**WORK TO DO:**
Convert the items below into a Markdown table with the columns Row and Line, leaving out blank lines. Begin at the line containing "Medical imaging task: outline the chair" and stop after the line containing "[546,566,564,629]".

# GIVEN RECORDS start

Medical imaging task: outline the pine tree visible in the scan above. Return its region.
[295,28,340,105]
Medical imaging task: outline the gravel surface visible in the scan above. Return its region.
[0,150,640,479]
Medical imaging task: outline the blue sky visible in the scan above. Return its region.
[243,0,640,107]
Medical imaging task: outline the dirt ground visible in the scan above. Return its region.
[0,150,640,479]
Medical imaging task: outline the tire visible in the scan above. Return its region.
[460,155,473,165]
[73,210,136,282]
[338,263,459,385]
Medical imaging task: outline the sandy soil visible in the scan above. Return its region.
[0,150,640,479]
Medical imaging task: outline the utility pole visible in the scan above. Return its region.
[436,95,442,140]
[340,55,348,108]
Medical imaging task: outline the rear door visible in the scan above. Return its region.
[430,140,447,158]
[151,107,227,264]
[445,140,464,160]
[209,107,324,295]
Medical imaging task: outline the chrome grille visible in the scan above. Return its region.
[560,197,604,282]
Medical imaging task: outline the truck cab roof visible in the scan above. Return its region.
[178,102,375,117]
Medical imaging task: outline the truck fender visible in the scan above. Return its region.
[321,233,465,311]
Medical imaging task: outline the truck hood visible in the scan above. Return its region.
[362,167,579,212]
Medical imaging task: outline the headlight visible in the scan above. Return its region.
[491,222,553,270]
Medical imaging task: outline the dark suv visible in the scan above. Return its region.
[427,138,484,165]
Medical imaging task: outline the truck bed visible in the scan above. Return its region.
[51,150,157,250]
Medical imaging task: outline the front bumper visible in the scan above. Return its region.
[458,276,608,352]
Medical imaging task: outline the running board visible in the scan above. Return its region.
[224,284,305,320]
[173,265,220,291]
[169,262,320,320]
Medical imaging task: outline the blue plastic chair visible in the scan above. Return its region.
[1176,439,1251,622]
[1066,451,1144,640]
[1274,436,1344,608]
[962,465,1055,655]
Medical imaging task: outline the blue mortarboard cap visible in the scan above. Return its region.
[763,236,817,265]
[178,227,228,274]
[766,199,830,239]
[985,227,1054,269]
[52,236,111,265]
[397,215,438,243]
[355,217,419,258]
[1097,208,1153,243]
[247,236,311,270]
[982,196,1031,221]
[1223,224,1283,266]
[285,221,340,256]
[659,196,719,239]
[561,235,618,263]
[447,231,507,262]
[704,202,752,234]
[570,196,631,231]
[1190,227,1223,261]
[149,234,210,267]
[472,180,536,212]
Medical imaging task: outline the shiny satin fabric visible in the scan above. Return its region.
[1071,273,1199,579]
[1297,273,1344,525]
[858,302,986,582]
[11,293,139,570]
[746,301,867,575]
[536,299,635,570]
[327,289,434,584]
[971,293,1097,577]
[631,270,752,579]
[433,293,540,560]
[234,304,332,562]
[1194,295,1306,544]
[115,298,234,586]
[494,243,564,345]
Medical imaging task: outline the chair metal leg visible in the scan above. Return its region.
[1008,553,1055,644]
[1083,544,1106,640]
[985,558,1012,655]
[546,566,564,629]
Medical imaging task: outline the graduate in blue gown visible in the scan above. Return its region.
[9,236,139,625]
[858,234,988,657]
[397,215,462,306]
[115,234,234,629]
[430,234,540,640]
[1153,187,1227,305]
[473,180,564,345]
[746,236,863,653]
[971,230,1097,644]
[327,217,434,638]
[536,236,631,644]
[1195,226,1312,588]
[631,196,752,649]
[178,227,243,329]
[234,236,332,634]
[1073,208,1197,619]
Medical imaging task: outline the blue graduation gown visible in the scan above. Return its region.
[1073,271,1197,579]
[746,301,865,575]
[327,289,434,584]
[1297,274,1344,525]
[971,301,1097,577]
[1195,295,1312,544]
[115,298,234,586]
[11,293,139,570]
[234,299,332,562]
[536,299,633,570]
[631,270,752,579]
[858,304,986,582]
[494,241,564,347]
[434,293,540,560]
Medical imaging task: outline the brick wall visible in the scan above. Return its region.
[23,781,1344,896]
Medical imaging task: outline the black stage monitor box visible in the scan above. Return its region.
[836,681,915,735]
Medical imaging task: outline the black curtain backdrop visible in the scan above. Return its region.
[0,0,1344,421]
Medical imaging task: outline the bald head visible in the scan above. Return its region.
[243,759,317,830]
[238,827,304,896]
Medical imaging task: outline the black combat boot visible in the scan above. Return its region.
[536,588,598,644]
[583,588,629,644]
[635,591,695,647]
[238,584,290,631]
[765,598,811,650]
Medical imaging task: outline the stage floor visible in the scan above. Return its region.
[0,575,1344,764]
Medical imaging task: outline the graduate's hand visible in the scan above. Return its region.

# GIVEN RECORDS end

**RESULT OF THE TASK:**
| Row | Line |
|---|---|
| 1 | Medical imaging task: outline the chair metal leg visible in the scan above. Return its region. |
| 2 | [1008,553,1055,644] |
| 3 | [1083,544,1106,640] |
| 4 | [985,558,1012,655] |
| 5 | [546,566,564,629] |